#### Document
━━━━

All sounds good...in theory!

We started to give our son a bath at around 8/9 weeks each night at the start of the bedtime routine then pretty much did what you've said above.

We gave up with stories because he was either crying too much through tiredness or too sleepy to listen, and it's only now at 8 months that he seems to find being read to a relaxing start to the bedtime routine!

Ferguson · 27/11/2013 19:49

Sounds ideal to me, and is pretty much what we did with our DS - except ours was thirty years ago! The only thing he didn't (ever) have was a dummy. He had a blanket with a satin edge, and liked a particular corner of it, which, as he got older, he called his 'bit'! This comforted him when he was tired, right up to age ten or more. He also had a toweling soft toy in bed.

━━━━

#### Provided material

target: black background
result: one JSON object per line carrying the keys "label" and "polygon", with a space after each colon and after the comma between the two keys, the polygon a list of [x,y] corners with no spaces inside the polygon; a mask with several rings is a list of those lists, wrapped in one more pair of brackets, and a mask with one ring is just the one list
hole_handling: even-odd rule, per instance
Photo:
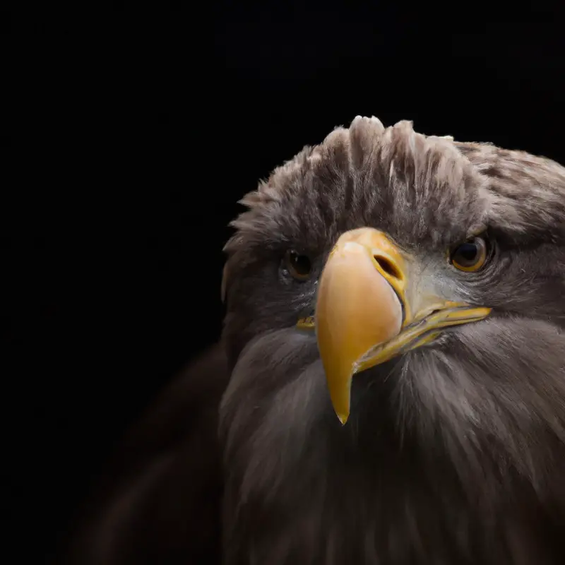
{"label": "black background", "polygon": [[556,11],[284,6],[2,14],[5,484],[23,553],[53,552],[120,434],[218,339],[237,201],[304,145],[374,114],[565,162]]}

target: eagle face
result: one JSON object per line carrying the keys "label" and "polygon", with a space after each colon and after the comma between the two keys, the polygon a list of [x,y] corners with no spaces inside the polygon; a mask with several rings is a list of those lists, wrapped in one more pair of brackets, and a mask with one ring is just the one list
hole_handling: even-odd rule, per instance
{"label": "eagle face", "polygon": [[565,169],[358,117],[242,203],[226,562],[565,562]]}

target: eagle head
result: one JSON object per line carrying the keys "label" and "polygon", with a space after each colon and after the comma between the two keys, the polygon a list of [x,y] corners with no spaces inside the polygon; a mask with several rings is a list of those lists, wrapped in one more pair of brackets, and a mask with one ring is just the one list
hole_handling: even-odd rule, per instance
{"label": "eagle head", "polygon": [[357,117],[242,202],[226,562],[565,562],[565,169]]}

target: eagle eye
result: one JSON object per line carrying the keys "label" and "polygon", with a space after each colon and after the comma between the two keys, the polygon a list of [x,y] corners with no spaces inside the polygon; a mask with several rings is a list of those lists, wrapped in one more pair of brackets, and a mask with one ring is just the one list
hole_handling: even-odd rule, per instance
{"label": "eagle eye", "polygon": [[487,242],[482,237],[472,237],[451,252],[450,262],[459,270],[474,273],[487,262]]}
{"label": "eagle eye", "polygon": [[306,280],[310,276],[312,264],[307,255],[290,249],[285,255],[285,268],[297,280]]}

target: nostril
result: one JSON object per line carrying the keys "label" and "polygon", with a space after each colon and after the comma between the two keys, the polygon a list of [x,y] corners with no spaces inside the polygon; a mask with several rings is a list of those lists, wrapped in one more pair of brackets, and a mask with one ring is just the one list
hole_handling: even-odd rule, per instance
{"label": "nostril", "polygon": [[400,273],[400,269],[392,261],[389,261],[386,257],[379,257],[377,255],[374,256],[381,268],[387,275],[398,279],[403,278],[402,273]]}

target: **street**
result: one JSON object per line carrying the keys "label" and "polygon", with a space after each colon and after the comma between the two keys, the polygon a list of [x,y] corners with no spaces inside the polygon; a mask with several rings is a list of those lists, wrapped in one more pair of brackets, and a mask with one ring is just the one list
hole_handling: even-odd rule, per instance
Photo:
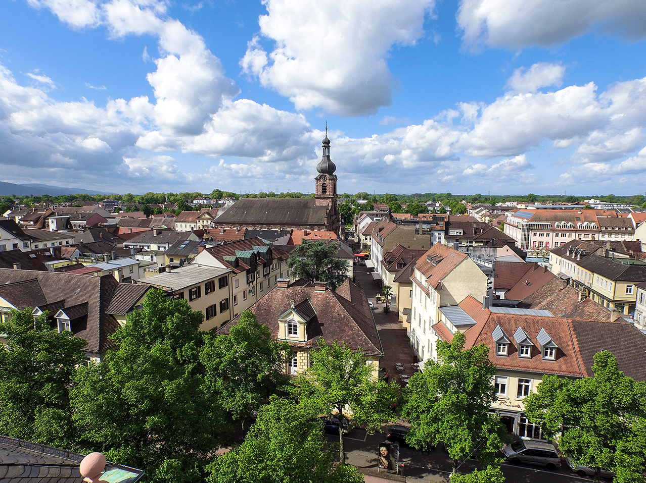
{"label": "street", "polygon": [[[395,378],[403,386],[404,383],[398,377],[399,373],[395,369],[395,363],[402,364],[406,368],[405,371],[412,375],[413,370],[410,363],[415,360],[408,345],[406,330],[398,322],[394,307],[389,313],[384,313],[384,304],[375,302],[375,296],[380,292],[380,287],[373,280],[368,269],[365,266],[355,266],[354,271],[355,282],[364,289],[368,300],[375,304],[373,314],[384,353],[379,366],[388,370],[391,379]],[[402,421],[397,424],[401,422]],[[335,439],[333,435],[328,435],[328,437],[331,441]],[[346,462],[368,473],[370,476],[366,477],[366,481],[378,481],[374,479],[375,477],[385,476],[384,470],[380,475],[377,473],[377,449],[379,443],[385,440],[386,435],[383,433],[370,435],[364,429],[359,428],[353,429],[344,439]],[[421,451],[402,445],[399,462],[400,464],[404,463],[406,481],[449,482],[452,462],[442,446],[432,451]],[[475,463],[475,461],[470,460],[465,462],[460,468],[460,473],[470,473],[476,468]],[[590,478],[574,475],[567,467],[548,471],[541,467],[503,464],[503,471],[508,481],[521,483],[540,483],[547,480],[550,483],[565,483],[590,480]],[[404,480],[403,478],[397,479]]]}

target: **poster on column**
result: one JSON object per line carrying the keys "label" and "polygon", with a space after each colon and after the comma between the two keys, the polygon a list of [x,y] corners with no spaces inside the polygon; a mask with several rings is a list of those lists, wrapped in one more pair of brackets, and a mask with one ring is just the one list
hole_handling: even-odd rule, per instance
{"label": "poster on column", "polygon": [[379,443],[377,459],[380,468],[397,471],[399,464],[399,444]]}

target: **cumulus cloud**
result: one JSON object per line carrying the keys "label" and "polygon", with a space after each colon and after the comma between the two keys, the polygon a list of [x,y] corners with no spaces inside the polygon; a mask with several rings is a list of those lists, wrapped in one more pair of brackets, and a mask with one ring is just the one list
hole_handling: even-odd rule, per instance
{"label": "cumulus cloud", "polygon": [[507,86],[516,92],[536,92],[541,87],[560,87],[565,68],[557,64],[539,62],[529,69],[517,68],[507,81]]}
{"label": "cumulus cloud", "polygon": [[557,45],[592,30],[639,40],[645,19],[641,0],[461,0],[457,13],[472,49]]}
{"label": "cumulus cloud", "polygon": [[260,33],[275,43],[267,53],[256,37],[240,61],[294,103],[343,116],[374,113],[390,105],[393,85],[386,59],[394,44],[424,34],[435,0],[317,1],[266,0]]}

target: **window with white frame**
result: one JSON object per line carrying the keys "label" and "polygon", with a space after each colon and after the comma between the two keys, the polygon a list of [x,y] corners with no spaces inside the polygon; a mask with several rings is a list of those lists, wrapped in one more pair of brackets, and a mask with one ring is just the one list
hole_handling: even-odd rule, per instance
{"label": "window with white frame", "polygon": [[529,395],[530,389],[532,388],[531,379],[519,379],[518,391],[516,393],[516,397],[519,399]]}
{"label": "window with white frame", "polygon": [[495,355],[507,355],[509,349],[509,344],[506,342],[496,342],[495,343]]}
{"label": "window with white frame", "polygon": [[495,388],[497,396],[507,395],[507,378],[502,376],[495,376],[494,378],[494,386]]}
{"label": "window with white frame", "polygon": [[556,359],[556,349],[554,347],[543,348],[543,359],[547,360],[554,360]]}
{"label": "window with white frame", "polygon": [[59,332],[63,332],[65,330],[69,332],[72,331],[72,325],[70,324],[69,319],[57,319],[56,320],[58,322]]}

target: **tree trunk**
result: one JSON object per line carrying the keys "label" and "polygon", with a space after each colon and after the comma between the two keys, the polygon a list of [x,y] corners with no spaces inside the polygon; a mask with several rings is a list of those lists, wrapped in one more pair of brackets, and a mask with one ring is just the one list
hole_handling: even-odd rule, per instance
{"label": "tree trunk", "polygon": [[342,416],[339,419],[339,464],[346,464],[346,457],[343,454],[343,417]]}

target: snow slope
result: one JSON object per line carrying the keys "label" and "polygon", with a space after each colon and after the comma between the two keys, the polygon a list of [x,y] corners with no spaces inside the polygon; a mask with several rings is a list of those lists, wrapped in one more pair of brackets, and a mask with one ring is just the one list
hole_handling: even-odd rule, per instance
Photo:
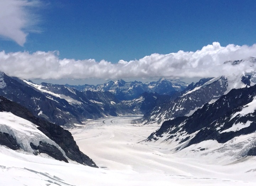
{"label": "snow slope", "polygon": [[[90,120],[70,130],[80,149],[90,153],[88,155],[100,167],[99,168],[74,162],[66,163],[0,146],[0,185],[252,186],[256,184],[254,157],[234,161],[232,160],[234,156],[229,153],[231,149],[228,148],[227,151],[222,149],[226,152],[225,156],[221,152],[213,153],[210,151],[204,154],[205,152],[203,151],[189,151],[199,148],[196,145],[190,146],[190,149],[187,148],[173,154],[168,144],[164,143],[142,141],[159,127],[138,125],[133,121],[141,117],[134,116]],[[237,141],[241,142],[248,137],[253,136],[244,136]],[[210,146],[215,149],[222,147],[214,141],[207,143],[209,148]],[[218,158],[220,155],[222,158],[220,160]]]}
{"label": "snow slope", "polygon": [[30,122],[11,113],[0,112],[0,132],[12,135],[24,151],[34,153],[31,146],[32,142],[38,146],[40,141],[56,146],[66,158],[64,151],[55,142],[50,139]]}

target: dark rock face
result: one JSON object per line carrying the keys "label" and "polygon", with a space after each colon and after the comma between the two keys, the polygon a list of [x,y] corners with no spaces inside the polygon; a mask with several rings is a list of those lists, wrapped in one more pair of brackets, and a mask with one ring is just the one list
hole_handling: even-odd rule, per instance
{"label": "dark rock face", "polygon": [[219,78],[204,78],[188,85],[183,91],[172,95],[169,100],[159,102],[143,116],[144,123],[158,124],[171,119],[191,115],[191,111],[206,103],[219,98],[227,91],[228,80]]}
{"label": "dark rock face", "polygon": [[0,145],[4,145],[11,149],[16,150],[20,149],[21,147],[17,144],[16,139],[12,136],[4,132],[0,132]]}
{"label": "dark rock face", "polygon": [[[39,130],[57,144],[63,149],[68,157],[81,164],[97,167],[91,159],[80,151],[69,131],[60,126],[35,117],[26,108],[3,97],[0,97],[0,111],[10,112],[38,126],[37,128]],[[44,148],[43,148],[44,146]],[[47,149],[46,147],[47,146],[47,145],[42,144],[41,146],[40,147],[41,149],[46,151]],[[47,148],[49,149],[50,147],[47,146]],[[54,153],[54,151],[53,151],[54,148],[51,147],[51,149],[49,150],[49,155],[53,155],[53,157],[54,158],[56,155]]]}
{"label": "dark rock face", "polygon": [[[168,136],[165,140],[181,142],[185,139],[186,147],[209,139],[225,143],[235,137],[255,132],[256,110],[242,111],[250,107],[255,97],[256,86],[233,89],[215,103],[206,104],[189,117],[165,122],[147,140],[157,140],[164,135]],[[255,146],[252,147],[247,155],[256,155],[255,149]]]}
{"label": "dark rock face", "polygon": [[125,82],[122,79],[96,86],[84,85],[72,86],[66,84],[67,86],[74,87],[82,91],[109,91],[113,93],[121,100],[131,100],[138,98],[144,92],[157,93],[160,95],[169,95],[177,91],[185,89],[187,85],[181,81],[171,81],[162,78],[157,82],[143,83],[137,81]]}
{"label": "dark rock face", "polygon": [[44,153],[60,161],[63,161],[67,163],[68,161],[63,156],[62,153],[58,148],[54,145],[52,145],[46,142],[40,141],[39,145],[35,145],[32,142],[30,143],[30,146],[32,149],[36,150],[35,154],[38,153]]}
{"label": "dark rock face", "polygon": [[247,86],[251,86],[251,81],[250,81],[251,79],[251,76],[249,75],[246,75],[243,76],[242,77],[241,81],[243,82],[245,85]]}
{"label": "dark rock face", "polygon": [[109,92],[80,92],[64,85],[25,83],[3,73],[0,95],[25,107],[36,116],[58,125],[81,123],[87,119],[135,113]]}

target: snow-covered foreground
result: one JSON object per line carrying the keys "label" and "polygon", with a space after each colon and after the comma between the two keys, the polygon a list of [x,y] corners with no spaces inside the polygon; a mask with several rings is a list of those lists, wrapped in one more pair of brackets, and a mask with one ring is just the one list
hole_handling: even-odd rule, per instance
{"label": "snow-covered foreground", "polygon": [[142,141],[159,126],[133,123],[139,117],[91,120],[70,130],[99,168],[1,146],[0,185],[256,185],[255,157],[232,163],[228,155],[190,151],[195,146],[173,154],[171,144]]}

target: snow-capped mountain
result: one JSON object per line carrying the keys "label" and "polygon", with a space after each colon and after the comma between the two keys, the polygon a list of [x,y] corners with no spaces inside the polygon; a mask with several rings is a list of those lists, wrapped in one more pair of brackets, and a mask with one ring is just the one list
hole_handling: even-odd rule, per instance
{"label": "snow-capped mountain", "polygon": [[0,95],[20,104],[35,115],[57,125],[87,119],[134,114],[109,92],[82,92],[64,85],[31,81],[0,74]]}
{"label": "snow-capped mountain", "polygon": [[0,145],[37,155],[43,153],[68,163],[97,167],[79,150],[71,134],[33,115],[28,109],[0,97]]}
{"label": "snow-capped mountain", "polygon": [[[227,151],[231,151],[231,153],[237,158],[256,156],[256,121],[255,85],[233,89],[190,116],[165,122],[147,140],[166,141],[172,144],[174,151],[200,143],[202,146],[200,150],[203,151],[215,141],[215,148],[219,144],[224,144],[221,148],[215,149],[216,152],[221,150],[222,152],[227,153]],[[235,142],[236,139],[241,138],[243,142]]]}
{"label": "snow-capped mountain", "polygon": [[168,101],[171,97],[169,95],[145,92],[137,98],[122,101],[137,113],[144,114],[160,103]]}
{"label": "snow-capped mountain", "polygon": [[174,92],[181,91],[187,84],[178,80],[168,81],[162,78],[157,82],[143,83],[137,81],[125,82],[122,79],[115,81],[110,81],[104,84],[93,85],[73,86],[66,85],[82,91],[109,91],[114,94],[121,100],[132,100],[138,98],[145,92],[157,93],[159,94],[169,94]]}
{"label": "snow-capped mountain", "polygon": [[173,95],[168,101],[161,102],[144,116],[143,123],[156,123],[178,117],[191,115],[207,103],[213,102],[227,90],[228,80],[224,76],[201,79],[192,83],[183,91]]}

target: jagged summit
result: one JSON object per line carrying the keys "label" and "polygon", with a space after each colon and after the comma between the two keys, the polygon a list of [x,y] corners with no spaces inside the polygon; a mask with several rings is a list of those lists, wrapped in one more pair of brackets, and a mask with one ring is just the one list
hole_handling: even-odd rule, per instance
{"label": "jagged summit", "polygon": [[145,83],[137,81],[126,82],[121,79],[97,85],[67,86],[82,91],[109,91],[120,100],[128,100],[137,98],[145,92],[168,95],[173,91],[181,91],[187,86],[187,84],[181,81],[174,81],[173,83],[172,81],[163,78],[157,82]]}

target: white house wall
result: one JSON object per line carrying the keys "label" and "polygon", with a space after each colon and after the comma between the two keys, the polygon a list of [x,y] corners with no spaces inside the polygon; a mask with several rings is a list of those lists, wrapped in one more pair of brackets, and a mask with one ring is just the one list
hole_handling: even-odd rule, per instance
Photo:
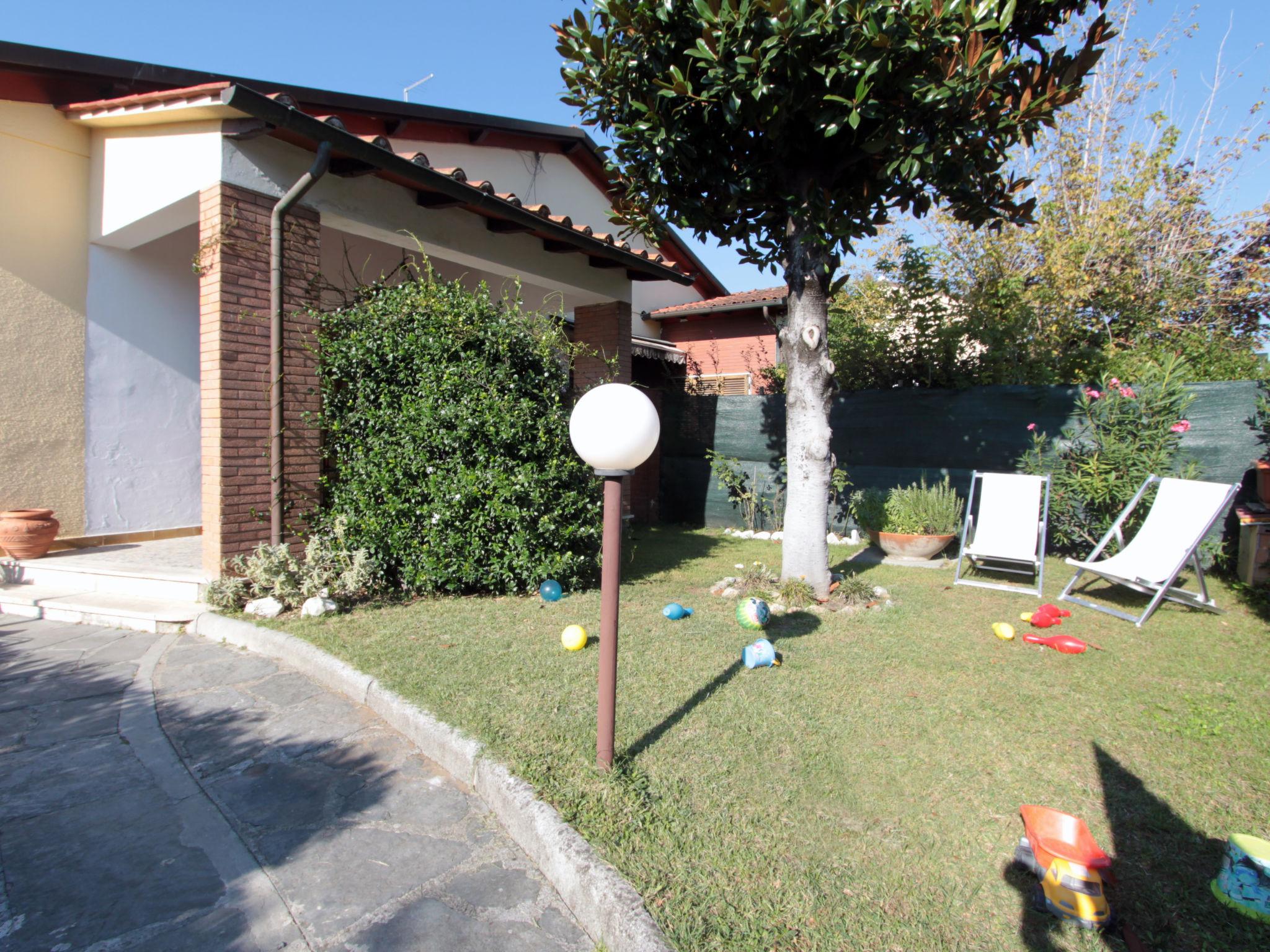
{"label": "white house wall", "polygon": [[93,129],[90,239],[136,248],[198,221],[221,176],[221,123]]}
{"label": "white house wall", "polygon": [[189,226],[132,250],[89,249],[89,534],[202,520],[197,248]]}
{"label": "white house wall", "polygon": [[84,527],[91,145],[50,105],[0,100],[0,509]]}

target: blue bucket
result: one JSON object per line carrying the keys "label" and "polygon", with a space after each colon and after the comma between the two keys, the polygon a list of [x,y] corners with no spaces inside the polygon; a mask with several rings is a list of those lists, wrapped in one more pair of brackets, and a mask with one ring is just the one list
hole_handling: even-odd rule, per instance
{"label": "blue bucket", "polygon": [[740,660],[747,668],[771,668],[776,664],[776,649],[767,638],[759,638],[753,645],[745,645]]}

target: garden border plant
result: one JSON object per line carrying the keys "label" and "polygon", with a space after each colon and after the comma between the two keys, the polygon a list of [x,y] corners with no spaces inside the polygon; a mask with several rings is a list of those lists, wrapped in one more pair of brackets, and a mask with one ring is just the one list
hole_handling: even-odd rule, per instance
{"label": "garden border plant", "polygon": [[418,277],[318,315],[325,519],[347,518],[386,589],[587,584],[598,494],[569,443],[572,344],[516,292]]}

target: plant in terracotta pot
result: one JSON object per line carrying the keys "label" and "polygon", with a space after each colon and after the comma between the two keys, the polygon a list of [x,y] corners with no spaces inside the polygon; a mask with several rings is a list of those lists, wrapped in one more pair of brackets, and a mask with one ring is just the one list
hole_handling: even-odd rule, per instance
{"label": "plant in terracotta pot", "polygon": [[956,536],[963,505],[947,476],[933,486],[922,476],[885,494],[876,489],[851,494],[851,514],[874,545],[906,559],[941,552]]}
{"label": "plant in terracotta pot", "polygon": [[52,509],[10,509],[0,513],[0,548],[13,559],[39,559],[60,528]]}

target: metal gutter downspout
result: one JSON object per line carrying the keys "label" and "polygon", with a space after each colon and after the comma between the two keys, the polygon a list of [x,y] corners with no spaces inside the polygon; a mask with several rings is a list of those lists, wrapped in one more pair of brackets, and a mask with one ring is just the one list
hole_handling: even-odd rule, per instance
{"label": "metal gutter downspout", "polygon": [[282,542],[282,220],[330,168],[330,142],[318,145],[312,166],[301,175],[269,217],[269,545]]}

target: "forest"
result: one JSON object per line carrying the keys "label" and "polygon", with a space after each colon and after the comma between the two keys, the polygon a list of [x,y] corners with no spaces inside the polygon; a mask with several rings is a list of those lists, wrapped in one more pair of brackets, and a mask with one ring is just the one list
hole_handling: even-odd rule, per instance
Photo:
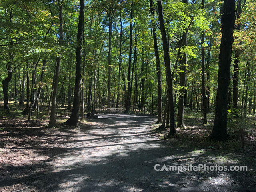
{"label": "forest", "polygon": [[[254,0],[1,0],[0,191],[254,191],[256,16]],[[249,171],[149,170],[168,156]]]}

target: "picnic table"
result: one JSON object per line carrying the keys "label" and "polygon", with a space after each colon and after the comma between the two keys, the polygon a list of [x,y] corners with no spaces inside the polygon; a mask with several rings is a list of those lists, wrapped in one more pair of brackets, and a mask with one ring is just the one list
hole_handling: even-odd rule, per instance
{"label": "picnic table", "polygon": [[104,114],[106,114],[107,112],[108,112],[110,113],[111,113],[111,112],[117,112],[118,115],[120,115],[123,109],[121,108],[103,108],[102,110]]}

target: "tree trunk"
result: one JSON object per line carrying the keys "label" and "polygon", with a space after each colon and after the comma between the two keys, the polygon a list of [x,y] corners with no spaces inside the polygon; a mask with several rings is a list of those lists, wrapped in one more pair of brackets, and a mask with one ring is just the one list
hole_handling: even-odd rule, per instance
{"label": "tree trunk", "polygon": [[228,84],[232,44],[234,41],[233,33],[235,24],[235,0],[224,0],[215,117],[212,132],[208,137],[210,139],[222,141],[228,139],[227,118]]}
{"label": "tree trunk", "polygon": [[[241,16],[241,2],[242,0],[238,1],[238,5],[237,8],[237,18],[239,19]],[[241,23],[235,26],[236,29],[240,30],[241,28]],[[234,76],[233,78],[233,105],[235,109],[238,108],[238,82],[239,82],[239,56],[241,51],[238,49],[235,50],[235,58],[234,63],[235,64],[234,66]]]}
{"label": "tree trunk", "polygon": [[245,80],[245,96],[244,98],[244,117],[246,117],[247,115],[247,102],[248,102],[248,91],[249,89],[249,79],[251,76],[250,65],[248,65],[247,70],[247,77]]}
{"label": "tree trunk", "polygon": [[[204,9],[204,0],[202,1],[202,9]],[[202,32],[201,36],[201,56],[202,56],[202,99],[203,107],[203,124],[207,124],[207,105],[206,104],[206,98],[205,94],[205,78],[204,78],[205,66],[204,66],[204,33],[203,31]]]}
{"label": "tree trunk", "polygon": [[119,96],[120,94],[120,78],[121,78],[121,64],[122,64],[122,36],[123,26],[121,17],[120,17],[120,40],[119,41],[119,62],[118,66],[118,78],[117,83],[117,96],[116,97],[116,108],[118,108],[119,102]]}
{"label": "tree trunk", "polygon": [[66,125],[74,126],[80,128],[78,124],[78,112],[81,96],[81,84],[82,81],[82,41],[84,18],[84,0],[80,0],[80,8],[79,10],[79,18],[77,32],[77,46],[76,61],[76,81],[75,82],[75,90],[74,94],[74,101],[72,112],[69,119],[66,122]]}
{"label": "tree trunk", "polygon": [[[46,60],[44,58],[43,60],[43,65],[42,67],[42,71],[41,72],[41,76],[40,76],[40,84],[38,89],[37,90],[37,98],[39,98],[40,97],[40,94],[42,89],[42,82],[44,79],[44,71],[45,70],[45,66],[46,63]],[[38,105],[38,103],[36,100],[35,100],[35,102],[33,105],[32,107],[32,110],[34,111],[36,110],[36,108]]]}
{"label": "tree trunk", "polygon": [[128,113],[130,111],[130,98],[131,90],[131,66],[132,64],[132,19],[133,18],[133,0],[132,1],[131,7],[131,17],[130,23],[130,45],[129,50],[129,64],[128,65],[128,77],[127,77],[127,96],[126,99],[125,111],[124,113]]}
{"label": "tree trunk", "polygon": [[211,39],[210,40],[210,45],[209,46],[209,48],[208,49],[208,55],[207,56],[207,62],[206,63],[206,71],[207,71],[207,97],[206,98],[206,101],[207,103],[207,112],[210,112],[210,87],[209,86],[209,81],[210,81],[210,72],[209,72],[209,66],[210,66],[210,58],[211,55],[211,50],[212,49],[212,41]]}
{"label": "tree trunk", "polygon": [[68,74],[68,110],[71,109],[71,92],[72,91],[72,87],[71,87],[71,75]]}
{"label": "tree trunk", "polygon": [[[59,45],[62,46],[63,42],[63,15],[62,10],[63,8],[63,1],[61,0],[60,2],[58,2],[59,4],[59,15],[60,17],[60,26],[59,28],[60,38],[59,41]],[[49,128],[52,128],[55,125],[55,115],[56,113],[56,104],[57,100],[57,94],[58,92],[58,85],[59,82],[59,76],[60,75],[60,60],[61,59],[61,54],[59,53],[59,55],[56,58],[56,69],[55,70],[55,76],[54,78],[54,84],[53,87],[53,91],[52,92],[52,110],[51,110],[51,116],[50,118],[49,124],[48,127]]]}
{"label": "tree trunk", "polygon": [[28,73],[29,64],[28,62],[27,62],[26,76],[27,76],[27,94],[26,99],[26,107],[29,107],[29,74]]}
{"label": "tree trunk", "polygon": [[20,106],[24,106],[24,98],[25,96],[25,84],[26,81],[26,70],[23,68],[23,76],[22,77],[22,88],[20,92]]}
{"label": "tree trunk", "polygon": [[254,80],[253,82],[253,109],[252,112],[254,114],[255,114],[255,108],[256,107],[256,90],[255,90],[255,87],[256,87],[256,81]]}
{"label": "tree trunk", "polygon": [[85,51],[85,39],[84,38],[84,32],[83,32],[83,49],[84,54],[83,54],[83,79],[82,82],[82,90],[81,91],[81,121],[84,121],[84,79],[85,78],[85,60],[86,52]]}
{"label": "tree trunk", "polygon": [[[112,8],[110,8],[109,10],[108,13],[108,101],[107,108],[111,108],[110,107],[110,98],[111,96],[111,39],[112,38],[112,25],[113,21],[112,20]],[[107,112],[110,113],[110,110],[108,110]]]}
{"label": "tree trunk", "polygon": [[174,136],[176,132],[175,123],[174,120],[174,104],[173,102],[173,90],[172,87],[172,68],[170,65],[170,60],[169,53],[169,45],[167,42],[164,23],[164,14],[162,0],[158,0],[159,19],[160,23],[160,30],[163,41],[163,48],[164,62],[166,66],[167,71],[167,78],[168,90],[168,97],[169,98],[169,110],[170,116],[170,129],[168,136]]}
{"label": "tree trunk", "polygon": [[[153,0],[150,0],[150,12],[152,18],[154,18],[154,8],[153,6]],[[159,53],[157,45],[157,36],[156,29],[156,24],[152,23],[152,30],[153,31],[153,38],[154,39],[154,46],[156,56],[156,73],[157,74],[157,123],[162,124],[162,72],[161,66],[160,66],[160,58]],[[153,113],[153,112],[152,112]]]}

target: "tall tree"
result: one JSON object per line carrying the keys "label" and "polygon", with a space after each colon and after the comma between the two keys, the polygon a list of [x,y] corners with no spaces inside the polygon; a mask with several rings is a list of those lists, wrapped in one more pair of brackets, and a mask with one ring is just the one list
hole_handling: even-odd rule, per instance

━━━━

#### What you will do
a) In the post, swap "bath" for "shower" and reproduce the passage between "All sounds good...in" and "you've said above.", inclusive.
b) According to the post, why did the parents stop reading stories to their son as part of his bedtime routine?
Rely solely on the post when responding.

#### Answers for this exercise
a)
All sounds good...in theory!

We started to give our son a shower at around 8/9 weeks each night at the start of the bedtime routine then pretty much did what you've said above.

b) They stopped because he was either crying too much from tiredness or too sleepy to listen. Only at 8 months did being read to become a relaxing start to his bedtime routine.